• _Requirement_: Copy the entries below from the line with "task: draw the outline of each instance of the headlight" through the end of the entries, switching "whole pixels" to "integer pixels" and leaving everything else the same.

[start Records shown]

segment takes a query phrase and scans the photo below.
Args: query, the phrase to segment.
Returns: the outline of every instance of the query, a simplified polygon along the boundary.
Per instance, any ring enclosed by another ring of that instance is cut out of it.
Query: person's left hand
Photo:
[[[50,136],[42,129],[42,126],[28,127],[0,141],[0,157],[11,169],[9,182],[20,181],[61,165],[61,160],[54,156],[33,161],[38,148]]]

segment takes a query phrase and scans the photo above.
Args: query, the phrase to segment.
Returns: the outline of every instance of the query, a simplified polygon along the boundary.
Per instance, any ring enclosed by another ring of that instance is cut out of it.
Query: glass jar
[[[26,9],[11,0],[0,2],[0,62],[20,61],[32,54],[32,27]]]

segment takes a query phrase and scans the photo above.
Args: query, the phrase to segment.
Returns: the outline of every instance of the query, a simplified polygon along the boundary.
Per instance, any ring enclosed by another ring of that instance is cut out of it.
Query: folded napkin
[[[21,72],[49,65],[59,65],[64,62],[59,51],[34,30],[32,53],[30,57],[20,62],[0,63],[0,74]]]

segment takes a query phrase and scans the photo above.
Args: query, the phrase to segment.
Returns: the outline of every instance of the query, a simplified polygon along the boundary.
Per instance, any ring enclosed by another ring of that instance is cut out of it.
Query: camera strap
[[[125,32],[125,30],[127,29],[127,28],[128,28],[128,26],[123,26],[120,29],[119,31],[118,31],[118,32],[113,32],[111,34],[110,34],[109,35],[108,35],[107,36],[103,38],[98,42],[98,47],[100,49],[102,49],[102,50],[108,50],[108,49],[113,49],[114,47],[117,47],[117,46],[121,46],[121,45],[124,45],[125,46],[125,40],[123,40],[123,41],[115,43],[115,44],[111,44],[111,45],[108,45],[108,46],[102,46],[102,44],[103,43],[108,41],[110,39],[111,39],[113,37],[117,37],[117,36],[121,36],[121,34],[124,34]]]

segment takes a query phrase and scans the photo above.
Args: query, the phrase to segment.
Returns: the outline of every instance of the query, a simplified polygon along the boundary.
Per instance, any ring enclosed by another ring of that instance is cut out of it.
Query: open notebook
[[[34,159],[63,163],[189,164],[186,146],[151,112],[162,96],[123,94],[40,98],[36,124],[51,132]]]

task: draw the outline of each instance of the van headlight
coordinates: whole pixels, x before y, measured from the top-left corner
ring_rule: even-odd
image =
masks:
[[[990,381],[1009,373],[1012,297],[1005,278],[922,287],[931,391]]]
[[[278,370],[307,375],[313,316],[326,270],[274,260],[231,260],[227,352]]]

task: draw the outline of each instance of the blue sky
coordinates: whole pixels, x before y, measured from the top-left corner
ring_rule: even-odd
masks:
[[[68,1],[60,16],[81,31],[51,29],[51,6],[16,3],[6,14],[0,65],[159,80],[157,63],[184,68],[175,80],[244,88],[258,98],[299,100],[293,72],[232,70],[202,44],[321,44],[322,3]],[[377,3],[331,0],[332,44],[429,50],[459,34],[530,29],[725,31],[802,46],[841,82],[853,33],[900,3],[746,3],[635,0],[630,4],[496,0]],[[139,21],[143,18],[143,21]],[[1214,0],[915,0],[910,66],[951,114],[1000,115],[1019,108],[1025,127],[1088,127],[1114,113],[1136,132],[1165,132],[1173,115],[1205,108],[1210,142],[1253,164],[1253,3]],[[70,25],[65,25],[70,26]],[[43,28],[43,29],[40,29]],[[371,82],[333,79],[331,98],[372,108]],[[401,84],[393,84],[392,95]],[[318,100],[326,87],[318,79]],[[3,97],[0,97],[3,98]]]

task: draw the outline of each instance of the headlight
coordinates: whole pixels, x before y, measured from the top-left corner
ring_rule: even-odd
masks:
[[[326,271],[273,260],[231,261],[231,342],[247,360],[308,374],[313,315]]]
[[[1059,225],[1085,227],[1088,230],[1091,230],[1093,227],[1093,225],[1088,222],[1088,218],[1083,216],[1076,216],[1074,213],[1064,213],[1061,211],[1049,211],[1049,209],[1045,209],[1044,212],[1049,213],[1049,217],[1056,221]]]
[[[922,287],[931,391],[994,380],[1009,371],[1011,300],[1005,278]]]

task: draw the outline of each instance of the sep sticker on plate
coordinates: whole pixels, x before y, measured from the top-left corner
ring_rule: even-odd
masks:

[end Records shown]

• _Worked solution_:
task: draw the outline of each instance of the headlight
coordinates: integer pixels, x before y, measured from the top-left corner
ring_rule: even-odd
masks:
[[[326,271],[273,260],[231,261],[231,342],[247,360],[308,374],[313,315]]]
[[[1059,225],[1085,227],[1088,230],[1091,230],[1093,227],[1093,225],[1088,222],[1088,218],[1083,216],[1076,216],[1074,213],[1064,213],[1061,211],[1049,211],[1049,209],[1045,209],[1044,212],[1049,213],[1049,217],[1056,221]]]
[[[922,287],[931,391],[994,380],[1009,371],[1011,300],[1005,278]]]

task: draw the outline of each instance of the sep sticker on plate
coordinates: integer pixels, x before y, measured from the top-left corner
ring_rule: even-odd
masks:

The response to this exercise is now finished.